Separe dos registros a seguir cada linha em que aparece a palavra "green" e copie todas elas.

- - -

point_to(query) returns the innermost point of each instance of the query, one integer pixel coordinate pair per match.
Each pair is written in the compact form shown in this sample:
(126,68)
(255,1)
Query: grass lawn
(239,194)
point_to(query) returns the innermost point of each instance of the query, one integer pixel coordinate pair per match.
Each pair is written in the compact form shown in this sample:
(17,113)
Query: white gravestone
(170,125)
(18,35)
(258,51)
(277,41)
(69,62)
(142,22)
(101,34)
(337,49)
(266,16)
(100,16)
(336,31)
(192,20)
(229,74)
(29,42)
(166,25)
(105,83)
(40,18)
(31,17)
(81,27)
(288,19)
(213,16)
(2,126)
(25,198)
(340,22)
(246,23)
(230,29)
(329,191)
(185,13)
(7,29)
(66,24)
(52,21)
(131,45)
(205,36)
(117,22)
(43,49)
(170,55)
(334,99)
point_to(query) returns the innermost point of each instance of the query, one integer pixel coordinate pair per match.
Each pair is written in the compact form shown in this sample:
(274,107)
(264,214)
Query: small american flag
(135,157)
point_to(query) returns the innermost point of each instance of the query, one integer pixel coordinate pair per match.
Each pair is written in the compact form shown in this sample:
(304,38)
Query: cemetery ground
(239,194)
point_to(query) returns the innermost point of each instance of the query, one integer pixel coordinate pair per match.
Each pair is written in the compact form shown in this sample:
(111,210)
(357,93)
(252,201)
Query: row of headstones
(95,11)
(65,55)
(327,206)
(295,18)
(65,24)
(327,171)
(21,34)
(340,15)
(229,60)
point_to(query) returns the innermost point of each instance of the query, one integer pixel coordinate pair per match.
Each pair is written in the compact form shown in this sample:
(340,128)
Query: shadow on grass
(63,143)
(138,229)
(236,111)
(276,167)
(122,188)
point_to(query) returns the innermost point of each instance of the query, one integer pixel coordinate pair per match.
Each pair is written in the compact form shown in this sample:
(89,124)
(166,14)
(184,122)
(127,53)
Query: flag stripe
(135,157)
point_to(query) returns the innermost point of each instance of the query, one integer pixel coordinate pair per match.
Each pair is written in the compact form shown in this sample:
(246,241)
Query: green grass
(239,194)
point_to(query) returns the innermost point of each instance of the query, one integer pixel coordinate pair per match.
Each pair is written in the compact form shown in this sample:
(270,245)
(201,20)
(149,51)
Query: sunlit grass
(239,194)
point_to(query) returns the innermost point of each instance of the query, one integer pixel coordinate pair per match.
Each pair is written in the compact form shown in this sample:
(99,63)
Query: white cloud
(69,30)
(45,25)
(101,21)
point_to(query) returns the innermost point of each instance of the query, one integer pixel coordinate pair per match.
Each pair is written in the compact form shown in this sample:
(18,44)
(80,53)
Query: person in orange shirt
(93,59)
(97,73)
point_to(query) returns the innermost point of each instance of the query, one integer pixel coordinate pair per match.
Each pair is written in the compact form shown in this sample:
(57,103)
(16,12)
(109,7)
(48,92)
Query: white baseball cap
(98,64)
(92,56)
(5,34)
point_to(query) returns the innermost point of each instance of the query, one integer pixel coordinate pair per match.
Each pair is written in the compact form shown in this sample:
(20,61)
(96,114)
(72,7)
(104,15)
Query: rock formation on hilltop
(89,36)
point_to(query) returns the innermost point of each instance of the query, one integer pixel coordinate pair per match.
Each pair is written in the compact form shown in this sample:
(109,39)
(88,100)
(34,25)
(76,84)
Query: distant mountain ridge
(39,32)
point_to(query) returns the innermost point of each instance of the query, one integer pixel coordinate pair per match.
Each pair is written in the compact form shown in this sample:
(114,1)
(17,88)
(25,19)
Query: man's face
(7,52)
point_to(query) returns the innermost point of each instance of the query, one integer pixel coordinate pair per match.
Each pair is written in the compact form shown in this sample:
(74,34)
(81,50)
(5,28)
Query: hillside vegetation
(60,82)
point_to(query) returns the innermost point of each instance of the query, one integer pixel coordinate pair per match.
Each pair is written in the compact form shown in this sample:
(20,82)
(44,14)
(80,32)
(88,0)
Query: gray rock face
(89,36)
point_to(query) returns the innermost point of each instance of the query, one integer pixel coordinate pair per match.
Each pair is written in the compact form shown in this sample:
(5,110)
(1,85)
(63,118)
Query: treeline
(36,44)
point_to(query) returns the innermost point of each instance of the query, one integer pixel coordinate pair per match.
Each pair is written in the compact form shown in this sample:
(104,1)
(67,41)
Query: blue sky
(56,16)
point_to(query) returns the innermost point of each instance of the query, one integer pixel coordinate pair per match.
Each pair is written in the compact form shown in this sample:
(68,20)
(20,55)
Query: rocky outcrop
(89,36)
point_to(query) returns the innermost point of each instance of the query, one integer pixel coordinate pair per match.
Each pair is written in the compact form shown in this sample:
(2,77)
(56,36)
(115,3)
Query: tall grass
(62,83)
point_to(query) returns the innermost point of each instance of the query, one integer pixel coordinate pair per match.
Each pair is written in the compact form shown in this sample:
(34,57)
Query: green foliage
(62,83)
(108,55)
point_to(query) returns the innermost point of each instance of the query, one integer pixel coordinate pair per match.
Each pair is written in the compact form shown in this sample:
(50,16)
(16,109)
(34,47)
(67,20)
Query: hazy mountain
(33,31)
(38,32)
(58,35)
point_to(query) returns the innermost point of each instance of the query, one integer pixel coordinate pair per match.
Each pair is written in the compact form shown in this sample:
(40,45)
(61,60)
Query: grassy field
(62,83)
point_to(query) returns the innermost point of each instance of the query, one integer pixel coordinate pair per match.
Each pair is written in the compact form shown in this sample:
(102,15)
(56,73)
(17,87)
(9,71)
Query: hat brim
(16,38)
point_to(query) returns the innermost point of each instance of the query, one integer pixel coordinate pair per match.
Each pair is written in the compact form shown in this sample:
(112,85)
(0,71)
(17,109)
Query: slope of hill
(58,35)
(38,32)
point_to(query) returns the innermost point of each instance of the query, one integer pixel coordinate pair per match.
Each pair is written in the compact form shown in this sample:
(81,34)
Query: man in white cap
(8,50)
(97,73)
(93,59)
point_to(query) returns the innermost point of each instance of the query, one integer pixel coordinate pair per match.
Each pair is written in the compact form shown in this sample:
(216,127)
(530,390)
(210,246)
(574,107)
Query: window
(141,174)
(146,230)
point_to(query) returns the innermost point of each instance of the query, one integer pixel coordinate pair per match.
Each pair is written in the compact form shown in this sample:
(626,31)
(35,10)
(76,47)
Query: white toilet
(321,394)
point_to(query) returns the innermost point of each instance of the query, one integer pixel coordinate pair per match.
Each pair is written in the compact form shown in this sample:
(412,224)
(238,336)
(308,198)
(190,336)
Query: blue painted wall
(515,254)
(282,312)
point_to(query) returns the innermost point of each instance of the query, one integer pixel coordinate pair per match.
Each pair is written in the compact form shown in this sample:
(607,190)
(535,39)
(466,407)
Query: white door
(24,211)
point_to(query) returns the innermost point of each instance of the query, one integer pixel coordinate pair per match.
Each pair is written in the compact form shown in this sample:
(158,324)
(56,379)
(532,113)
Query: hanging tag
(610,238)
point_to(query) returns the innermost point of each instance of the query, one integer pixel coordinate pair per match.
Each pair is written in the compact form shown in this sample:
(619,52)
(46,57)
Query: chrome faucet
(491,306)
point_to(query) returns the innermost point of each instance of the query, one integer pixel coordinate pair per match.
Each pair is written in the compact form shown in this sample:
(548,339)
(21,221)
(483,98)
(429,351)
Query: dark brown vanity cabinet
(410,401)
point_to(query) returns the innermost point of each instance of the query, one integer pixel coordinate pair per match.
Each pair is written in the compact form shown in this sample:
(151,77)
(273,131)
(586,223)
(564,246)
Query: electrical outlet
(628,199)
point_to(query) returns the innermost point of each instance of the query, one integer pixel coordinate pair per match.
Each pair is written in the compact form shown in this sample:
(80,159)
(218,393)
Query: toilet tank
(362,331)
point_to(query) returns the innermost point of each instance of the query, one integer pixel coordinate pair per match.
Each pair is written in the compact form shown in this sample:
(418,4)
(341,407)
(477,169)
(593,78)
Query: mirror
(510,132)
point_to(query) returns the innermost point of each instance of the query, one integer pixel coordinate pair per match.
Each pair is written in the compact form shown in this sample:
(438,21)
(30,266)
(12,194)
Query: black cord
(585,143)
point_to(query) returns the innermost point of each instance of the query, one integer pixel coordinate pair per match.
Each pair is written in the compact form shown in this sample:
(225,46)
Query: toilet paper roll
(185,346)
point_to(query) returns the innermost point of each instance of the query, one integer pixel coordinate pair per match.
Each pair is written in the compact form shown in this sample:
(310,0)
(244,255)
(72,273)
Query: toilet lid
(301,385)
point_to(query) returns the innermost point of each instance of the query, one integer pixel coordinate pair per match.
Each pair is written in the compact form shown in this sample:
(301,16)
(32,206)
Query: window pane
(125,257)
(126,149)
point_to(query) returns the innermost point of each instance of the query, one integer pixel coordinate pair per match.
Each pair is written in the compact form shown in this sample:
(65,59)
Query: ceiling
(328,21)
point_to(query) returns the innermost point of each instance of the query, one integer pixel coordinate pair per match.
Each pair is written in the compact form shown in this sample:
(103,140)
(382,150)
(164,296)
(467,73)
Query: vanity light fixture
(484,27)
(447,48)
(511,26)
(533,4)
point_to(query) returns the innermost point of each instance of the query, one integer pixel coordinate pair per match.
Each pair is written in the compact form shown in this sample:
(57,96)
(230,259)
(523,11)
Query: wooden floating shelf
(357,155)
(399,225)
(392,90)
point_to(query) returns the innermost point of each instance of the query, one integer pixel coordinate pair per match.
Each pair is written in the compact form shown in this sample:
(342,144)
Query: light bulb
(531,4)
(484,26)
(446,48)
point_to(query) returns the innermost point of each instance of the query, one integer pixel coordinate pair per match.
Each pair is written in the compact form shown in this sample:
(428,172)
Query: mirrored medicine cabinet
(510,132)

- - -

RESPOSTA ABAIXO:
Query: green grass
Query: green foliage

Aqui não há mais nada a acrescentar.